• Your objective
Present the lines below again, exactly as they stand.

Segment Start: Data for processing

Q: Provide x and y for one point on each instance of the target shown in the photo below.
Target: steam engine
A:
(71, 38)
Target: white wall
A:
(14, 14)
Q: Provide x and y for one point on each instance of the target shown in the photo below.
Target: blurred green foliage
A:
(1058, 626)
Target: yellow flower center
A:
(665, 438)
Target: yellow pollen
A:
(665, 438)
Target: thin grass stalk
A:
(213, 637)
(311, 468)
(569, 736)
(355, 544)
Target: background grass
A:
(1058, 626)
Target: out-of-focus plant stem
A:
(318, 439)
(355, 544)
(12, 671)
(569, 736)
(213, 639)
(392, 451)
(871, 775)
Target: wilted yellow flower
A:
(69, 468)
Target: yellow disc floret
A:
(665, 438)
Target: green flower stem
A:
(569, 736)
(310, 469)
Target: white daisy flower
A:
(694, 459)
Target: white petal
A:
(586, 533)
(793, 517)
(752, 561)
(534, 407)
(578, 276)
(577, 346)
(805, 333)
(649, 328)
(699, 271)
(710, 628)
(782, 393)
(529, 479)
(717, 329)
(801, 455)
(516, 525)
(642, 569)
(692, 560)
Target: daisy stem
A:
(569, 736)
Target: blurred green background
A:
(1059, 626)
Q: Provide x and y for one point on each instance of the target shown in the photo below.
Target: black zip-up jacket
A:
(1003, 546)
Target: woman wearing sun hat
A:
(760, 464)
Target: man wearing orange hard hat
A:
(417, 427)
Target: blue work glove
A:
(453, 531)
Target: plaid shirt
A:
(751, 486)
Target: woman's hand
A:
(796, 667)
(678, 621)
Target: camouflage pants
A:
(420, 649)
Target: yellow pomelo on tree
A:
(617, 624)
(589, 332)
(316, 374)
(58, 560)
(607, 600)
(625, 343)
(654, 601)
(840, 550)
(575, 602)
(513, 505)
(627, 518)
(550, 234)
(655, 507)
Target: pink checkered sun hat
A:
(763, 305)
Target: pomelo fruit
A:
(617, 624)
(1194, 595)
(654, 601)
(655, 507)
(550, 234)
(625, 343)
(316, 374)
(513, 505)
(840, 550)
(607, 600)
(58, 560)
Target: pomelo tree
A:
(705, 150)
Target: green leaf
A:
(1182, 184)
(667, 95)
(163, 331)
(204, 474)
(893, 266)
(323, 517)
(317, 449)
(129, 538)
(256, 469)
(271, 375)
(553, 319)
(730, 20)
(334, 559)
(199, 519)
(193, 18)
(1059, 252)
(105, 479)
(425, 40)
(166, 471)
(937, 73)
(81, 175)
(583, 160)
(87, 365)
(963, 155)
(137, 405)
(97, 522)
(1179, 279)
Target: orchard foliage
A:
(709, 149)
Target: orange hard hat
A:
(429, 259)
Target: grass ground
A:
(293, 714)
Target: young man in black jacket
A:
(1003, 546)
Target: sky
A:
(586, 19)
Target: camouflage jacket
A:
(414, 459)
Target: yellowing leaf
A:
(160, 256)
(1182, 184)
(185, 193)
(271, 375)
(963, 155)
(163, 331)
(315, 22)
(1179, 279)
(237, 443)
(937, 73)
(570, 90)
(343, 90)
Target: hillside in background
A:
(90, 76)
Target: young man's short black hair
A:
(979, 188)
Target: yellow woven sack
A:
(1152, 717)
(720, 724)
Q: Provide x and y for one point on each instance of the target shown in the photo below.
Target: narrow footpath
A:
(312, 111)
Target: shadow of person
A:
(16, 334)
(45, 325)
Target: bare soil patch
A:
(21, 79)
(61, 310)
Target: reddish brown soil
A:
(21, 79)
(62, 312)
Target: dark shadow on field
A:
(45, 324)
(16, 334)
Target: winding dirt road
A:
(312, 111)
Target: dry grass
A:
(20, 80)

Segment End: Data for processing

• Exercise output
Q: Provide x and y for one point on each instance of the target shown in the photo below.
Target: steam engine
A:
(71, 38)
Target: white wall
A:
(14, 14)
Q: Provide x and y for one point on each instance of the target shown in the photo below.
Target: blurred green foliage
A:
(1058, 626)
Target: yellow flower center
A:
(665, 438)
Target: yellow pollen
A:
(665, 438)
Target: thin grass stalk
A:
(213, 637)
(311, 468)
(569, 736)
(355, 544)
Target: background grass
A:
(1058, 626)
Target: out-of-focus plant stem
A:
(318, 439)
(355, 544)
(12, 671)
(569, 736)
(213, 639)
(392, 451)
(871, 775)
Target: wilted yellow flower
A:
(69, 468)
Target: yellow disc floret
A:
(665, 438)
Target: green flower stem
A:
(569, 736)
(310, 469)
Target: white daisy flower
A:
(694, 459)
Target: white petal
A:
(586, 533)
(793, 517)
(752, 561)
(534, 407)
(578, 276)
(577, 346)
(805, 333)
(649, 328)
(699, 271)
(710, 628)
(782, 393)
(529, 479)
(717, 329)
(801, 455)
(516, 525)
(642, 569)
(692, 560)
Target: daisy stem
A:
(569, 736)
Target: blurred green background
A:
(1059, 626)
Q: Provide x and y for one point on each instance of the target shown in the photo below.
Target: black zip-up jacket
A:
(1003, 546)
Target: woman wearing sun hat
A:
(760, 464)
Target: man wearing orange hard hat
A:
(417, 427)
Target: blue work glove
A:
(453, 531)
Target: plaid shirt
A:
(751, 486)
Target: woman's hand
A:
(796, 667)
(678, 621)
Target: camouflage pants
A:
(420, 649)
Target: yellow pomelo on tree
A:
(617, 624)
(589, 332)
(316, 374)
(58, 560)
(607, 600)
(625, 343)
(654, 601)
(840, 550)
(575, 602)
(513, 505)
(627, 518)
(550, 234)
(655, 507)
Target: pink checkered sun hat
A:
(763, 305)
Target: pomelo fruit
A:
(617, 624)
(1194, 595)
(654, 601)
(655, 507)
(550, 234)
(625, 343)
(316, 374)
(513, 505)
(840, 550)
(607, 600)
(58, 560)
Target: pomelo tree
A:
(705, 150)
Target: green leaf
A:
(1182, 184)
(667, 95)
(163, 331)
(204, 474)
(893, 266)
(323, 517)
(317, 449)
(129, 538)
(256, 469)
(271, 375)
(553, 319)
(730, 20)
(334, 559)
(199, 519)
(193, 18)
(1059, 252)
(105, 479)
(425, 40)
(166, 471)
(937, 73)
(81, 175)
(583, 160)
(87, 365)
(963, 155)
(137, 405)
(97, 522)
(1179, 279)
Target: orchard foliage
A:
(709, 149)
Target: orange hard hat
A:
(429, 259)
Target: grass ground
A:
(293, 714)
Target: young man in black jacket
A:
(1003, 546)
Target: sky
A:
(586, 19)
Target: camouflage jacket
A:
(414, 459)
Target: yellowing leaf
A:
(160, 256)
(1182, 184)
(185, 193)
(271, 375)
(963, 155)
(163, 331)
(315, 22)
(1179, 279)
(237, 443)
(937, 73)
(570, 90)
(343, 90)
Target: hillside in background
A:
(90, 76)
Target: young man's short black hair
A:
(979, 188)
Target: yellow woven sack
A:
(1152, 717)
(720, 724)
Q: Provide x and y for one point on each instance of the target shown in the photo below.
Target: narrow footpath
A:
(312, 111)
Target: shadow of person
A:
(16, 334)
(45, 325)
Target: bare soil patch
A:
(21, 79)
(61, 310)
Target: reddish brown soil
A:
(21, 79)
(62, 312)
Target: dark shadow on field
A:
(45, 324)
(16, 334)
Target: winding dirt road
A:
(312, 111)
Target: dry grass
A:
(20, 80)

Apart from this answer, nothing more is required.